Every line below between the one holding "Where can the brown" and the one holding "Where can the diagonal", inclusive, should be copied exactly, and no other line.

**Given records:**
────────────────

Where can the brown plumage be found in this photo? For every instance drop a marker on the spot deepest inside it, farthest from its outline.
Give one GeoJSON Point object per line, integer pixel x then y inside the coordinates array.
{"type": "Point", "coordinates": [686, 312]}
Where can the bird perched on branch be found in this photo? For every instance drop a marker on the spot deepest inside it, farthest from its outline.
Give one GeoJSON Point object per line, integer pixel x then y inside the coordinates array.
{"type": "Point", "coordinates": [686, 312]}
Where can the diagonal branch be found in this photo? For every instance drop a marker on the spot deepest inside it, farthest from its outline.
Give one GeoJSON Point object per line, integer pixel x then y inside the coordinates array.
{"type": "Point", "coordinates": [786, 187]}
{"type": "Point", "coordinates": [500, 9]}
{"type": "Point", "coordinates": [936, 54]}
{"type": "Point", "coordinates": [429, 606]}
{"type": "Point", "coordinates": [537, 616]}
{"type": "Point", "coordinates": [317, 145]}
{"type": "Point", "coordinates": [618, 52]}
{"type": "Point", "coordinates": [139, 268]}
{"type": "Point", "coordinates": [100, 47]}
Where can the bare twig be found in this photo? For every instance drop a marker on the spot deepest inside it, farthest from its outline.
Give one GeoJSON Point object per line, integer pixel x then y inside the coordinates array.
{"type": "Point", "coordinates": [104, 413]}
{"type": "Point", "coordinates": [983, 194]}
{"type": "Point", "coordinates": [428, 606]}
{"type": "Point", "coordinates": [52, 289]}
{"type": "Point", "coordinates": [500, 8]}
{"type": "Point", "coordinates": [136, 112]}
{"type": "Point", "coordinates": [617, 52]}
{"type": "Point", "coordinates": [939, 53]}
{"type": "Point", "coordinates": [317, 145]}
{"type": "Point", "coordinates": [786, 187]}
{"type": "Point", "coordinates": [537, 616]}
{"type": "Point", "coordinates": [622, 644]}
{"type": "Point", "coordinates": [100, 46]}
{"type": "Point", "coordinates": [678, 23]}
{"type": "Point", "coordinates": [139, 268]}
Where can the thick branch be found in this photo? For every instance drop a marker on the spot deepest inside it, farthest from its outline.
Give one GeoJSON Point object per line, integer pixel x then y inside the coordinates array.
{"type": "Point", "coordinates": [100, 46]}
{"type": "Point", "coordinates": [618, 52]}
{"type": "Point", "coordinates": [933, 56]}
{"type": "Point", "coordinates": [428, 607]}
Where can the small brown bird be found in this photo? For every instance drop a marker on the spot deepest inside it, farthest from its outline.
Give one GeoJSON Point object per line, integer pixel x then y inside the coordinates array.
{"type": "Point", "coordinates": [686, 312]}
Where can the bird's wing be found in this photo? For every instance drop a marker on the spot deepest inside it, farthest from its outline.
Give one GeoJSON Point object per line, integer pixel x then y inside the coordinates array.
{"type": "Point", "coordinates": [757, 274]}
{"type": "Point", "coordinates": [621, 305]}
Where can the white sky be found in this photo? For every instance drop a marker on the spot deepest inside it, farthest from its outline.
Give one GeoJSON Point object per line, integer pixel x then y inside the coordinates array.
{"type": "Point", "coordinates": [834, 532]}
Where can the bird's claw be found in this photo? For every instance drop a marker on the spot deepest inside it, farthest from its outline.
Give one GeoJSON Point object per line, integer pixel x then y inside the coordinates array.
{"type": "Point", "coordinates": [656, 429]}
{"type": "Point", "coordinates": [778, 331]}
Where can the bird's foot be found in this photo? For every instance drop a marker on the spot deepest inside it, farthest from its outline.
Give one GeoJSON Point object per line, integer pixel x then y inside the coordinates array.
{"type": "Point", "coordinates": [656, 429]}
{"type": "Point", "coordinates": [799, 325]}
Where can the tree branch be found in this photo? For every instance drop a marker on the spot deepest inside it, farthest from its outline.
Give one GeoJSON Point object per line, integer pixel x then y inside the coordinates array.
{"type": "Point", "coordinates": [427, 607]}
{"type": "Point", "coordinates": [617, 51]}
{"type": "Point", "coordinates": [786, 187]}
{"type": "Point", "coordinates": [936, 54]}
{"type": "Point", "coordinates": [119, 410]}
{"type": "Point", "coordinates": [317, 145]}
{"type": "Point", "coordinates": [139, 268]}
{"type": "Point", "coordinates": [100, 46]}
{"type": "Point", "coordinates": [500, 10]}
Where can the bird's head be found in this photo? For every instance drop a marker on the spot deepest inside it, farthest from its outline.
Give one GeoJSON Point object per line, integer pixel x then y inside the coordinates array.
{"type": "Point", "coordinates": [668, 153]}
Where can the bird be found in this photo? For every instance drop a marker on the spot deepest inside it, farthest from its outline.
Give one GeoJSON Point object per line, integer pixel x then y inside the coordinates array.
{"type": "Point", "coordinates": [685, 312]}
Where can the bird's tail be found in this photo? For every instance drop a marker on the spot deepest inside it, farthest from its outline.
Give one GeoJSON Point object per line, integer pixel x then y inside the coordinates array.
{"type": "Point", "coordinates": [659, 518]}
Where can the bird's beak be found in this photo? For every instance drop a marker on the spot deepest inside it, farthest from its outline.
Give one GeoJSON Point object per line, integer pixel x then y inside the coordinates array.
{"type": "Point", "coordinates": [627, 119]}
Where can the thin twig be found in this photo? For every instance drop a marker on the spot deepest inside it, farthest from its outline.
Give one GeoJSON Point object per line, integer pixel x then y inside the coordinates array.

────────────────

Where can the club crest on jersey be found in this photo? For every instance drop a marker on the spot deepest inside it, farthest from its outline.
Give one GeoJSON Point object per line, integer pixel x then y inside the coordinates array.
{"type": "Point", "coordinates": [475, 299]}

────────────────

**Solution for this task:**
Where can the brown plumage be found in this photo? For every instance drop a marker on the spot deepest inside it, farthest from its outline.
Give one GeoJSON Point object per line, integer pixel x then y inside the coordinates array.
{"type": "Point", "coordinates": [686, 312]}
Where can the bird perched on branch be found in this photo? For every instance drop a marker on the spot deepest inside it, farthest from its outline.
Give one GeoJSON Point object per line, integer pixel x then y inside the coordinates array.
{"type": "Point", "coordinates": [686, 312]}
Where can the diagonal branch be found in this photo? For every instance drop a marker on the spot deepest inside it, farthest from its outline.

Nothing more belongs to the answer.